■ **Assignment**: Keep every word the same. Repeat the records without their images.
BEGIN Records supplied
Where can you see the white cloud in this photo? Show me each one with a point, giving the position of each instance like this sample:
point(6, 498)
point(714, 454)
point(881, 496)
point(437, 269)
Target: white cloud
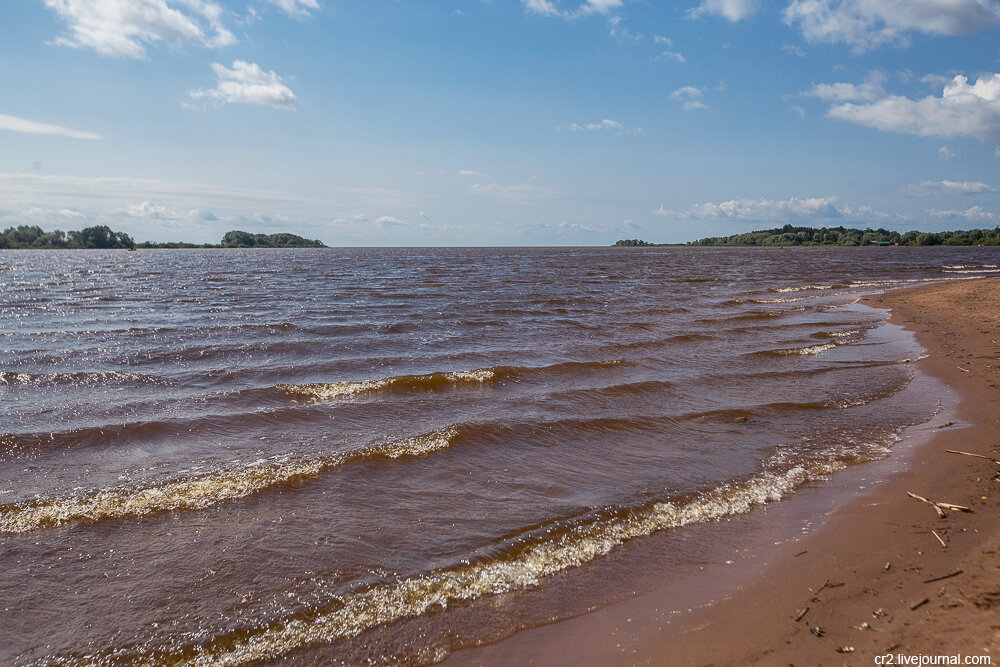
END Records supplied
■ **Solution for this task**:
Where can you see the white cloud in this photo? Show me each one with a point, giving the position of each instance like this sample:
point(6, 498)
point(714, 454)
point(881, 496)
point(437, 269)
Target: white cloud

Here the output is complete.